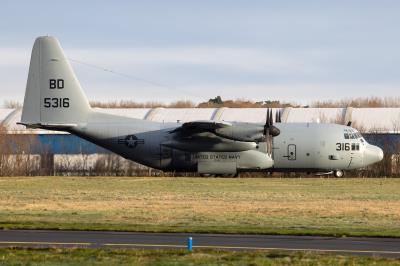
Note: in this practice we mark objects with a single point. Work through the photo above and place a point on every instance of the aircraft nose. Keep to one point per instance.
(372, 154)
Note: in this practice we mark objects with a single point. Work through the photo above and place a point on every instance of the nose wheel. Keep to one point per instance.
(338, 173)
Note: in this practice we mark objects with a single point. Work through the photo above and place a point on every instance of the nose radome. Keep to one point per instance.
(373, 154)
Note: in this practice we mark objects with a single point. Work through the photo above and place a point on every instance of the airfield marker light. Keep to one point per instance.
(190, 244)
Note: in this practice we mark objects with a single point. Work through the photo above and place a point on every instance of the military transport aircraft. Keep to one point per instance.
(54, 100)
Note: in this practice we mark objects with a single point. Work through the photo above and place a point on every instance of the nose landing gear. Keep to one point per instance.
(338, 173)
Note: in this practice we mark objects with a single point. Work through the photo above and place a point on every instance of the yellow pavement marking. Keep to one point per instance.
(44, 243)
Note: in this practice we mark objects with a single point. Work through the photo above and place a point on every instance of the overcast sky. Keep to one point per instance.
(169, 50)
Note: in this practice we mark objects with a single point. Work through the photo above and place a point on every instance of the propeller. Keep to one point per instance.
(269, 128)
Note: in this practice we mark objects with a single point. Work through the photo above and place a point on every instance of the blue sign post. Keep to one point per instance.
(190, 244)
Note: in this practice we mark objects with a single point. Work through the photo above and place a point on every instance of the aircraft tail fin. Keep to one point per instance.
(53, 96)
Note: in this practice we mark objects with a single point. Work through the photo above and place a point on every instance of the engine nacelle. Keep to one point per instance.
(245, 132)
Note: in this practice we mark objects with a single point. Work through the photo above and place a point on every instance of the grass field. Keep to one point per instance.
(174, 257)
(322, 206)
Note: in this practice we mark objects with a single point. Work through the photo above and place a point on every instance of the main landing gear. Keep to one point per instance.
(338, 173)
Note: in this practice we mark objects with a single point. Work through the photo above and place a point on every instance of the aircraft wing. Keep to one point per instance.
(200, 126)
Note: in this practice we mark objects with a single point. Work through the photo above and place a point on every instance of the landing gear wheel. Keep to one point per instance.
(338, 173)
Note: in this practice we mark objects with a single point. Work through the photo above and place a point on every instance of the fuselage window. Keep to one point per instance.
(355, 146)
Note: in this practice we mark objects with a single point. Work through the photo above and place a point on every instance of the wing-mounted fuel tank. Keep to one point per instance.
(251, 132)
● ● ● ● ● ● ●
- _What is required_
Quote the preceding listing precisely and completely, omitting its images.

- _Result of this task_
Note: in this practice we mark objects with a single point. Work through the photo above and place a point on every instance of the aircraft nose. Keep to one point per instance.
(372, 154)
Note: in this practice we mark objects with a single point. Work through the photo above and place a point on every instance of the nose wheel. Keep to one point per instance.
(338, 173)
Note: in this practice we mark objects with a single point. Work through the photo above and place a point on every instance of the nose radome. Keep to one point per instance.
(373, 154)
Note: in this practice we mark objects with a single point. Work through the photo above and place a point on every instance of the airfield marker light. Keep to one point per instance.
(190, 244)
Note: in this practice we mark objects with a single point. Work through the photo above and place a point on every instance of the military transport aircraft. Keep to one point per instance.
(54, 100)
Note: in this practice we mark objects with a single point. Work through the photo above and place a point on every instance of the nose landing gear. Keep to one point per instance.
(338, 173)
Note: in this practice we mark objects with a single point. Work through the photo above and place a point on every instance of the yellow pavement marking. Keep to one point per instance.
(44, 243)
Note: in this practice we mark objects with a single point. Work through the photo above and place a point on every instance of the overcast sky. Keep to one point per instance.
(169, 50)
Note: in this practice we mark objects with a single point. Work through the photo above and place a point on every instance of the propeller. Keep to one point per instance.
(269, 128)
Note: in this practice we mark objects with a single point. Work through the photo above and place a point on every instance of the blue sign post. Keep to one point per instance.
(190, 244)
Note: in this practice we mark objects with a single point. Work through the photo above and place a point on every instance of the aircraft tail fin. Keep to one point per instance.
(53, 96)
Note: in this practice we mark objects with a single point. Work through the photo above and place a point on every instance of the engine nacelle. Keep to one point per instance.
(245, 132)
Note: in this practice we mark objects with a single point. Work through the photo above and place a point on every instance of the grass field. Keep to one point per instance.
(174, 257)
(322, 206)
Note: in this practice we mark objects with a single point. Work through the photo above and place a point on every instance of the main landing gear. Keep to one point per instance.
(338, 173)
Note: in this practice we mark objects with a single point. Work through the photo above and place a point on every instance of the aircraft wing. Keep to one point per instance.
(200, 126)
Note: in this practice we mark objects with a single point. Work through the photo above and place a point on every instance of the landing gear wheel. Keep to one point per instance.
(338, 173)
Note: in this practice we mark objects with a single point. Work through the photo above and place a point on every instance of the fuselage window. Keep to one point per instance.
(355, 146)
Note: in this practice we mark objects with a single point. Work through the photo above and place a point on every instance of the wing-mounted fuel tank. Keep to one point per instance.
(251, 132)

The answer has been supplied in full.